■ SOURCE
--*--
6. A general election to Dáil Éireann was held on 29 November 2024. The proposing petitioner ("the applicant") seeks to challenge the result of the election in respect of the constituency of Kerry. The result of the election for that constituency had been declared on the weekend of 30 November 2024. The applicant had been one of the unsuccessful candidates in that constituency.
7. The applicant attended in person at the Central Office of the High Court on 6 March 2025 to file papers for an application for leave to issue an election petition ("application for leave"). For administrative purposes, an application for leave is entered as an intended action and allocated a record number appropriate to same. In the event that leave were to be granted, the election petition would then be presented by being lodged in the Central Office by the petitioner. These fresh proceedings would be entered into the Election Petitions Cause Book and allocated their own record number.
8. The application for leave was assigned to me for hearing as one of the judges previously nominated by the President of the High Court to the rota for the trial of election petitions. The application for leave was fixed for hearing the next day (7 March 2025). The applicant appeared as a litigant in person.
9. The applicant had filed an ex parte docket and a grounding affidavit in the Central Office. In breach of the requirements of Order 97, the applicant had omitted to exhibit, as part of her affidavit, a draft of the intended election petition ("draft election petition"). The applicant was permitted to submit the draft election petition in court and this draft has since been placed on the court file in the Central Office.
10. The principal relief sought in the draft election petition is as follows:
"Your petitioner therefore pray (sic) for the following remedy:
(A) that it may be determined that the said Michael Healy Rae, Danny Healy Rae, Pa Daly, Norma Foley, Michael Cahill was not duly elected or returned, and that the election was void
[...]".
--*--
■ RECORD EXTRACTS

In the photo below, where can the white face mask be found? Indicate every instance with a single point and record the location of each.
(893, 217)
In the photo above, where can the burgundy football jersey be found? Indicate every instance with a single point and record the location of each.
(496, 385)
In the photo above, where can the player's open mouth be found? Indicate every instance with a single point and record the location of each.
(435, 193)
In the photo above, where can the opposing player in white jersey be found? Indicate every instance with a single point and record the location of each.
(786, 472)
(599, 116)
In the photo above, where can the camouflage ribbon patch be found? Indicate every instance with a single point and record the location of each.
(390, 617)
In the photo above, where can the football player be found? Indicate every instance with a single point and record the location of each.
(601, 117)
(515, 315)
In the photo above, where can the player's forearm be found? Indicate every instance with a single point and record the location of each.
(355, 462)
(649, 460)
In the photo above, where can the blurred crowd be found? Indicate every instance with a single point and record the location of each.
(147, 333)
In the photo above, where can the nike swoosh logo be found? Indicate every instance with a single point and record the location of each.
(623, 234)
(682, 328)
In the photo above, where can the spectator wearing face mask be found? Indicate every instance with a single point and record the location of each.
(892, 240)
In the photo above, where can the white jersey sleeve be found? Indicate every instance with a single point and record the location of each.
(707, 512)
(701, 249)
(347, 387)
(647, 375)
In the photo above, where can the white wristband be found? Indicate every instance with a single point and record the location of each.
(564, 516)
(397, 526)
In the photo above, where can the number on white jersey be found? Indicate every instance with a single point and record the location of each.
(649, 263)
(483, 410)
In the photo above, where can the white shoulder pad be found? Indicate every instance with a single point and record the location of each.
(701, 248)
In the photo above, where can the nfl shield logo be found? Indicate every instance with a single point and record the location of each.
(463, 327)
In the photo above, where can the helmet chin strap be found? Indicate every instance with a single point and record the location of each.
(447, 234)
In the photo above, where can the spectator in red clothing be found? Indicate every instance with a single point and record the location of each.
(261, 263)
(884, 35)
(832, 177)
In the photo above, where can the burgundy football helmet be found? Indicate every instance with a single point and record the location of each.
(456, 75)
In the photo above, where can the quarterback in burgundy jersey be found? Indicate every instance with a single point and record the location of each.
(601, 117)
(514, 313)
--*--
■ OBJECTIVE 1
From the judgment, output the passage that begins at the words "8. The application" and stops after the words "file in the Central Office.", copied word for word.
■ OBJECTIVE 2
Using the judgment, state whether each statement agrees with it, answering yes or no and quoting the words that decide it: (a) The applicant went to the Central Office of the High Court on 6 March 2025 to file papers. (b) A lawyer represented the applicant at the hearing. (c) The applicant exhibited a draft of the intended election petition as part of her affidavit.
■ OBJECTIVE 3
According to the judgment, what date was the application for leave fixed for hearing?

■ OUTPUT 1
8. The application for leave was assigned to me for hearing as one of the judges previously nominated by the President of the High Court to the rota for the trial of election petitions. The application for leave was fixed for hearing the next day (7 March 2025). The applicant appeared as a litigant in person.
9. The applicant had filed an ex parte docket and a grounding affidavit in the Central Office. In breach of the requirements of Order 97, the applicant had omitted to exhibit, as part of her affidavit, a draft of the intended election petition ("draft election petition"). The applicant was permitted to submit the draft election petition in court and this draft has since been placed on the court file in the Central Office.

■ OUTPUT 2
(a) Yes: "The applicant attended in person at the Central Office of the High Court on 6 March 2025 to file papers for an application for leave to issue an election petition"
(b) No: "The applicant appeared as a litigant in person."
(c) No: "the applicant had omitted to exhibit, as part of her affidavit, a draft of the intended election petition"

■ OUTPUT 3
7 March 2025.